WRITTEN REQUEST => Starting at the line below that contains "the bay water", print each line through the end of the records exactly as it appears.

INFORMATION SHOWN =>
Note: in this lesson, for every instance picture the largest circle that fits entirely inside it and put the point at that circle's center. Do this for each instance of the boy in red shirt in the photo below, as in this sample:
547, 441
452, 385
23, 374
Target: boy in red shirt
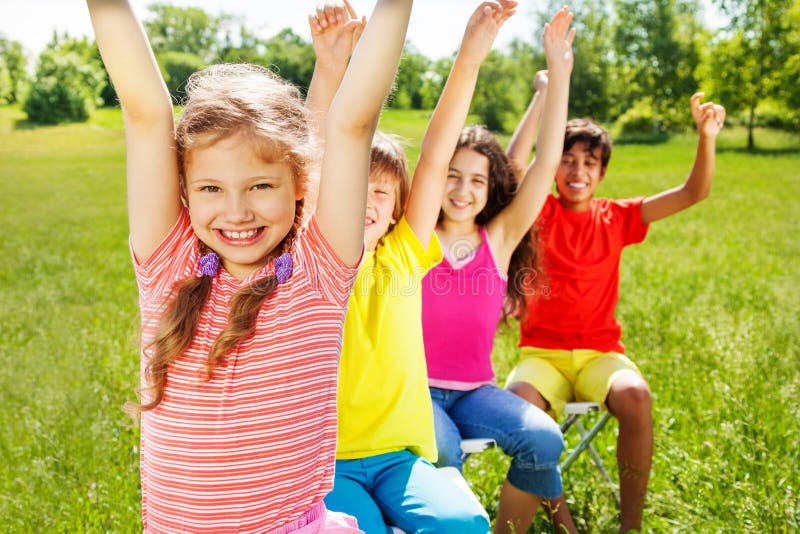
570, 339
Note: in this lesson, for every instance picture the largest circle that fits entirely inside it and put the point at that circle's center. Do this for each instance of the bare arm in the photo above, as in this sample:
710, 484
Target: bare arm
709, 118
335, 30
509, 226
441, 137
152, 167
521, 144
351, 124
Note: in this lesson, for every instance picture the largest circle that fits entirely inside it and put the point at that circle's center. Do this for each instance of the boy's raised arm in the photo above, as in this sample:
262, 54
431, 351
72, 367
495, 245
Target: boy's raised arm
335, 30
510, 225
709, 118
521, 143
441, 137
152, 167
351, 124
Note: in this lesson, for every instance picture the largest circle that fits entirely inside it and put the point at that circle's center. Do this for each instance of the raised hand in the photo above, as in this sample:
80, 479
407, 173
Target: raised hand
483, 26
708, 116
558, 39
540, 81
335, 30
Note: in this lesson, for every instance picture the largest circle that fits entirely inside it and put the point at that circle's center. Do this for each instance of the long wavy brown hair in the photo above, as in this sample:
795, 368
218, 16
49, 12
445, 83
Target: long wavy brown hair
268, 112
523, 269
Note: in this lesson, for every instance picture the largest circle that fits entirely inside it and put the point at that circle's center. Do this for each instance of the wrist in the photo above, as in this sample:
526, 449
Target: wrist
330, 67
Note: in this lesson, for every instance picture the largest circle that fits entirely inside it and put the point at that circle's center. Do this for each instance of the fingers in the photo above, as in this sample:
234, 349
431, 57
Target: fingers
313, 23
350, 10
330, 15
719, 111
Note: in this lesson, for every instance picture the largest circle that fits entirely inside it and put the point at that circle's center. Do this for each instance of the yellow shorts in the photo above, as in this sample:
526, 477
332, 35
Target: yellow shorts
563, 376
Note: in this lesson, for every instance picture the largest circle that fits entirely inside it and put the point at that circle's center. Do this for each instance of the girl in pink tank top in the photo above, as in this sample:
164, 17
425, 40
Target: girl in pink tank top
483, 223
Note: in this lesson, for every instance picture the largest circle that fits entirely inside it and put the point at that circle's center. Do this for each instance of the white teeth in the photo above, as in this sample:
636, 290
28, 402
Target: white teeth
239, 235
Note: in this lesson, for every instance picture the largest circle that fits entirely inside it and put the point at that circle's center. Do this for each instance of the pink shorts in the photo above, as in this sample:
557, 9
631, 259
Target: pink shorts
320, 519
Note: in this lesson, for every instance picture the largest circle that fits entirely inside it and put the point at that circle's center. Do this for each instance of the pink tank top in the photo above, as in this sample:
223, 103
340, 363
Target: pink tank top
460, 310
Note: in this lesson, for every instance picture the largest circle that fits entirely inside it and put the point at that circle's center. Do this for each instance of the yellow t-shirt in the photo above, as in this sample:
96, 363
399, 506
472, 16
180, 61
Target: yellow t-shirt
384, 402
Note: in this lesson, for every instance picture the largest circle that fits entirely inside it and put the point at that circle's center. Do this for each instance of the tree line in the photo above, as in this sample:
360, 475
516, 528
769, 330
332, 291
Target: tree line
637, 63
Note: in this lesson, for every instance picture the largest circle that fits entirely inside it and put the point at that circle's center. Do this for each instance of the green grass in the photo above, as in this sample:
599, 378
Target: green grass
708, 306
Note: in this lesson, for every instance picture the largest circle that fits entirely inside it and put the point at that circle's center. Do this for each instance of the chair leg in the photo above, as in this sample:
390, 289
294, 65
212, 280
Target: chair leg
586, 445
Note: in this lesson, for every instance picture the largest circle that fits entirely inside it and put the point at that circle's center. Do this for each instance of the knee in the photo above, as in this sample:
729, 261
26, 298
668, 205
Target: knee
474, 522
529, 393
449, 454
540, 444
631, 401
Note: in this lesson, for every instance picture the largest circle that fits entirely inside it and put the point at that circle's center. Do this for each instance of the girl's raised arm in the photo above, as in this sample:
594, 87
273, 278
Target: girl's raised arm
351, 124
152, 166
509, 226
441, 137
521, 144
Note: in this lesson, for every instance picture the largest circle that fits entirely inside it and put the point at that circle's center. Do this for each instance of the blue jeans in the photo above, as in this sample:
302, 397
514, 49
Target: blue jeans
522, 430
404, 490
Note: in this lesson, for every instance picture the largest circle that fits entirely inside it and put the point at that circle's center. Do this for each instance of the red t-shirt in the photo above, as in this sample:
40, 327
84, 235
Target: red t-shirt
574, 306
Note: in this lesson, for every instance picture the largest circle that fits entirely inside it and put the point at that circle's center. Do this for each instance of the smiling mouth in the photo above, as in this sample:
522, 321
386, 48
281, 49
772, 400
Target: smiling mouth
577, 185
240, 237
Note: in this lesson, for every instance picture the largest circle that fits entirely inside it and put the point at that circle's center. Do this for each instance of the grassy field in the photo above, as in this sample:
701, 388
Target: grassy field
709, 307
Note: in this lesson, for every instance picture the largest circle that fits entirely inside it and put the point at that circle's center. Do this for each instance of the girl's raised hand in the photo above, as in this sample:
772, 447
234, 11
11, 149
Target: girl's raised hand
483, 26
558, 39
335, 29
708, 116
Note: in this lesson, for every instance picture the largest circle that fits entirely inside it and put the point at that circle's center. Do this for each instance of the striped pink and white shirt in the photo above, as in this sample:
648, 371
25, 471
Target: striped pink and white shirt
253, 448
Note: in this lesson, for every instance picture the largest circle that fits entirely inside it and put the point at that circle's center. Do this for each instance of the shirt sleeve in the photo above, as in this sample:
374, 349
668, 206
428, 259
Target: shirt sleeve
326, 272
401, 246
174, 259
633, 229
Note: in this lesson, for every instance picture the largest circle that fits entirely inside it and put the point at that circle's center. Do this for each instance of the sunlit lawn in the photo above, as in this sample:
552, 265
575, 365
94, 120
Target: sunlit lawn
709, 306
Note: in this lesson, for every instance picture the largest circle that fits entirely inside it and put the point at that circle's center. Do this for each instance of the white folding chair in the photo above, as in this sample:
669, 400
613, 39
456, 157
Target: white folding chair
574, 411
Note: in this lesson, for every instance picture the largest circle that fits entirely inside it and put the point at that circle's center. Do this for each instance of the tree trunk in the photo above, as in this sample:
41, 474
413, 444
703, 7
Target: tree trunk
751, 144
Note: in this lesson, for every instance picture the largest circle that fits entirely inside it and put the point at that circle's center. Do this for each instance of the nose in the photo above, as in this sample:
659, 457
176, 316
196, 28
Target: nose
237, 208
462, 187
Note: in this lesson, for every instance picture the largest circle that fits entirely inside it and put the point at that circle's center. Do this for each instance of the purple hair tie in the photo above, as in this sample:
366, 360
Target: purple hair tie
283, 267
209, 264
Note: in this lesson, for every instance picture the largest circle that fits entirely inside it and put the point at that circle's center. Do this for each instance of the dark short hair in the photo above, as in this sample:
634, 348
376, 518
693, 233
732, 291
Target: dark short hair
588, 131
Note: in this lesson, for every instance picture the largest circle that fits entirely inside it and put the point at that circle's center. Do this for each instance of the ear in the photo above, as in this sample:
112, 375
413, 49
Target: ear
184, 196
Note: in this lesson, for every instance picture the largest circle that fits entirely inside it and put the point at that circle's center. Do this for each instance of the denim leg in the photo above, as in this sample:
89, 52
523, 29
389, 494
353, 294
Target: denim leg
419, 498
523, 431
350, 495
448, 438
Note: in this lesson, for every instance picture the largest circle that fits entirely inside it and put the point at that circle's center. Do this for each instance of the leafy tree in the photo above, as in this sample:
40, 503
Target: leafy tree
654, 63
185, 29
176, 67
500, 94
65, 88
291, 57
417, 85
13, 76
594, 89
757, 43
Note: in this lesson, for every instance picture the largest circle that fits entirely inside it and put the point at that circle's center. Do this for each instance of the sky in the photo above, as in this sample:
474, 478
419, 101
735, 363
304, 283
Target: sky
435, 28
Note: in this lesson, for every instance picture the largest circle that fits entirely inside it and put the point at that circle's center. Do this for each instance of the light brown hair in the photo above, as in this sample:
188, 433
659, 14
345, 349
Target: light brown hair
268, 112
387, 159
523, 269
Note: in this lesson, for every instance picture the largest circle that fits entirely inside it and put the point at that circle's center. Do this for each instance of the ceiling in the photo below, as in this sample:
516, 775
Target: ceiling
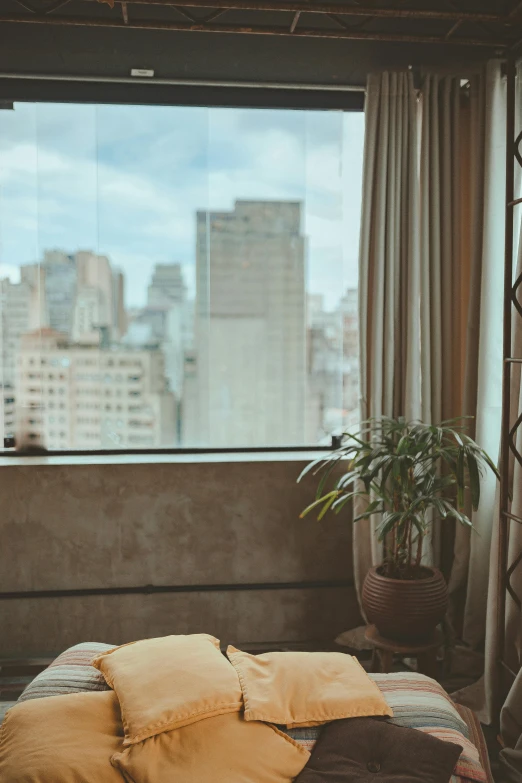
494, 26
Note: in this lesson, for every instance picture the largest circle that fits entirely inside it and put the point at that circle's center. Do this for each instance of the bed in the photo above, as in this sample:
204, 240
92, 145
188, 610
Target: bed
417, 702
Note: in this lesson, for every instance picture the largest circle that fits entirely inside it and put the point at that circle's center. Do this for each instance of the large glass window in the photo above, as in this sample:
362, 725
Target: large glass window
178, 277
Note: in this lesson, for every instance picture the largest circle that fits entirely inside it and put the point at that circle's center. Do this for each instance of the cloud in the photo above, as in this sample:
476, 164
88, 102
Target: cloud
127, 181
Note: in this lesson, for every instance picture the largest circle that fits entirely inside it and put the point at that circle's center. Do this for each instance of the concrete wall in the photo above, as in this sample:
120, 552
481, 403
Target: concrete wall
102, 525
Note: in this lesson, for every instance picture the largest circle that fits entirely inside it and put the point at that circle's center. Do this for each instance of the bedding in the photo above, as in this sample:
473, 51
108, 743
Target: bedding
170, 682
222, 749
64, 739
419, 702
72, 671
336, 687
357, 748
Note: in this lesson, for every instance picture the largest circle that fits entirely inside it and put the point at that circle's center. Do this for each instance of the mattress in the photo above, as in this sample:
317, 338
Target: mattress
72, 672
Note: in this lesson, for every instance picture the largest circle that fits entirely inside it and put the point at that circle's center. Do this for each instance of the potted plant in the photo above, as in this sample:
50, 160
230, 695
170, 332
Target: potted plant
409, 474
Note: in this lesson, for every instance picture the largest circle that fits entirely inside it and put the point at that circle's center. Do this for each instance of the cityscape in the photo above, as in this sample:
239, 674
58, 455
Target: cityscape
245, 357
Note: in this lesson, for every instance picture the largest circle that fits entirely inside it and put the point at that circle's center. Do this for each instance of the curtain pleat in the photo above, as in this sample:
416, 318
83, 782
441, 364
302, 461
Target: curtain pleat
388, 252
430, 308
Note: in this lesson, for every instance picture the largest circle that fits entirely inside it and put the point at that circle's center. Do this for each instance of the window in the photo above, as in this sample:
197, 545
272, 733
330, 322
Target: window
200, 261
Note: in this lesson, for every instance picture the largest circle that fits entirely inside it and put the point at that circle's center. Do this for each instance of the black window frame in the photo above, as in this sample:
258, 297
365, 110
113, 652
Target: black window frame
157, 92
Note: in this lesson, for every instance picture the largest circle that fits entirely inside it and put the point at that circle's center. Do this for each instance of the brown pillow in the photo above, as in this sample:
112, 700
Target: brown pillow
364, 750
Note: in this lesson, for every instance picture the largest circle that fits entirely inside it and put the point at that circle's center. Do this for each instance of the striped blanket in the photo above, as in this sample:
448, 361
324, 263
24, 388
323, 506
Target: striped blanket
417, 702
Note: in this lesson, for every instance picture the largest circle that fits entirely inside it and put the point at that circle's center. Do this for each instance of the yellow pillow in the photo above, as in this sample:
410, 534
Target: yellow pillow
62, 739
166, 683
305, 689
223, 749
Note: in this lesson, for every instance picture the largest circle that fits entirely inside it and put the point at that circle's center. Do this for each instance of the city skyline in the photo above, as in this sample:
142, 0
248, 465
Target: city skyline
127, 182
254, 359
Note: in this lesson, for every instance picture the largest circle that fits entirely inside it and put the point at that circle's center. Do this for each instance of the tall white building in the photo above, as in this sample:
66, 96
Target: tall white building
167, 286
74, 397
245, 383
19, 311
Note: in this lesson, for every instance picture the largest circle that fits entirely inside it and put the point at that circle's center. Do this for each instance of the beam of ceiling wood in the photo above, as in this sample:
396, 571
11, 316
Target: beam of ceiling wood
156, 24
341, 9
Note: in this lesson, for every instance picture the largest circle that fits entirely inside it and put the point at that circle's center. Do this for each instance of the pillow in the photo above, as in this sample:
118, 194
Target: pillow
422, 704
166, 683
355, 750
336, 687
223, 749
71, 672
63, 739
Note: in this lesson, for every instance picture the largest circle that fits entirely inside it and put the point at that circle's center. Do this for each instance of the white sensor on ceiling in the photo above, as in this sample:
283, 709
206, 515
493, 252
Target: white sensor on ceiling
146, 72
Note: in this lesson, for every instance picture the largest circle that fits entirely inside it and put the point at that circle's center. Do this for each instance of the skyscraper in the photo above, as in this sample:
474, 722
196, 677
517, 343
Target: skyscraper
167, 286
246, 384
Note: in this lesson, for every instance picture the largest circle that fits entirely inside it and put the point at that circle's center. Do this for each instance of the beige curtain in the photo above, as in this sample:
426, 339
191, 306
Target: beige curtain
389, 269
423, 354
450, 181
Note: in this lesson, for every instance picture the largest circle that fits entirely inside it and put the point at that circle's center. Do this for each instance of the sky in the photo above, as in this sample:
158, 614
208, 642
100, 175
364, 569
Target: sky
127, 181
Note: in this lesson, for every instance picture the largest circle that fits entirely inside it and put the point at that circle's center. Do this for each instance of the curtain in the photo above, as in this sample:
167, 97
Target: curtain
450, 183
431, 289
388, 270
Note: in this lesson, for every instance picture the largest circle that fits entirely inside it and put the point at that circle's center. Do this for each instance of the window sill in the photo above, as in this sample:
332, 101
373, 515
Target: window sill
163, 459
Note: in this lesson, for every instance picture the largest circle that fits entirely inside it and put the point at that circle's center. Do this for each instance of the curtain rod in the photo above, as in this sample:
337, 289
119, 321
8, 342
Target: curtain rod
184, 82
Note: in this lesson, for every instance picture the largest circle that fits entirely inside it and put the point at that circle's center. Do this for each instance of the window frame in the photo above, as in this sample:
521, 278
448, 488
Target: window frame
157, 92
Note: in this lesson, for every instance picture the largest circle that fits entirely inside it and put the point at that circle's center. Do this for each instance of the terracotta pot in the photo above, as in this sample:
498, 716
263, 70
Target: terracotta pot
405, 610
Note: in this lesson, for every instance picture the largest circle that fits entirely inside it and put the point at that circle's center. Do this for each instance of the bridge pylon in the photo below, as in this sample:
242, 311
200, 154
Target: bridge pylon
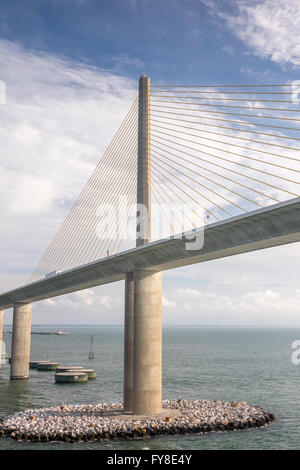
143, 291
20, 347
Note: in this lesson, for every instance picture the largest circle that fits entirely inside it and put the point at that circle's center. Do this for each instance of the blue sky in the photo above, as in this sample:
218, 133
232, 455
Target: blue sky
186, 41
71, 68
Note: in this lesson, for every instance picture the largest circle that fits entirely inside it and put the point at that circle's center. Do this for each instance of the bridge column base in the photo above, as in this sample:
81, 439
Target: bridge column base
128, 342
1, 334
147, 398
20, 348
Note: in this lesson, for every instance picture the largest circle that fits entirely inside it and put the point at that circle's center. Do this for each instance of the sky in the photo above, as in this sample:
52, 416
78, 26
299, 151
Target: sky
71, 69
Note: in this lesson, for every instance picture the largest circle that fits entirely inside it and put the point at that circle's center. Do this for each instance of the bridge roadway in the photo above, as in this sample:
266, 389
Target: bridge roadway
274, 225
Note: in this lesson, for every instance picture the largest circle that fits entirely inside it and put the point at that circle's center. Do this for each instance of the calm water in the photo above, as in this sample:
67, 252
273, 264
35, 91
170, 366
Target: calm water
252, 364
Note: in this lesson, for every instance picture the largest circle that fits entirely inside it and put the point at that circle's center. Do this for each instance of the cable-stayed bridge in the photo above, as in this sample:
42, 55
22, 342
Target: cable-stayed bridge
194, 173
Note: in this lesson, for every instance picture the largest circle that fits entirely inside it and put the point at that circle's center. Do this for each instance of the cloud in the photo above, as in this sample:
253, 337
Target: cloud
59, 117
167, 303
271, 28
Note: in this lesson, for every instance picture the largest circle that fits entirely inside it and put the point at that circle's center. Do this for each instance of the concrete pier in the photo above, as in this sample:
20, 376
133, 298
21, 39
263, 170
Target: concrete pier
147, 343
1, 333
20, 349
128, 343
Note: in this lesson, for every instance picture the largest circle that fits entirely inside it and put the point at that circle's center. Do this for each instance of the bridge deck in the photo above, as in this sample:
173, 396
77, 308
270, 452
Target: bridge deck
272, 226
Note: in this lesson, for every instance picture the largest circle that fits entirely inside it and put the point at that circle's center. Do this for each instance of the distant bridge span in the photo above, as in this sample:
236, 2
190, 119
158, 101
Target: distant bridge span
203, 152
275, 225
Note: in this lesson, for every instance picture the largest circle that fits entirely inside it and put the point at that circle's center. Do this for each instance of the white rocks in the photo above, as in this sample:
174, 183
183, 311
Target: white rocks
88, 422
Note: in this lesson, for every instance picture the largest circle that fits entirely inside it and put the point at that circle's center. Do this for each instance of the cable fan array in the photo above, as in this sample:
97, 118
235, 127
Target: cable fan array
226, 149
96, 225
219, 151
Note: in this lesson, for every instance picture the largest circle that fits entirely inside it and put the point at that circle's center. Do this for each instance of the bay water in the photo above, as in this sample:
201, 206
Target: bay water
199, 362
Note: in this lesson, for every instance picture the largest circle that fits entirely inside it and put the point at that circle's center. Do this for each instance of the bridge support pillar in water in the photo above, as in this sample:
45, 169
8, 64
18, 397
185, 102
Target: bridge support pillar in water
128, 342
147, 395
20, 348
1, 333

SOLVED EXERCISE =>
Note: in this lesson, for every instance picture the largest circle that fits entirely inside it and put the point at that circle's center. Do this for each instance of the bay water in the photo above, as in this sample:
201, 206
Target: bay water
199, 362
Note: in this lesson, for every instance picture the largest circle that fits entirely inside it and put the point at that circle's center. Do this for each instance of the bridge support pillar in water in the photo above, as in this sample:
45, 169
8, 64
18, 397
185, 102
Target: bridge support pillar in water
128, 342
147, 395
20, 348
1, 333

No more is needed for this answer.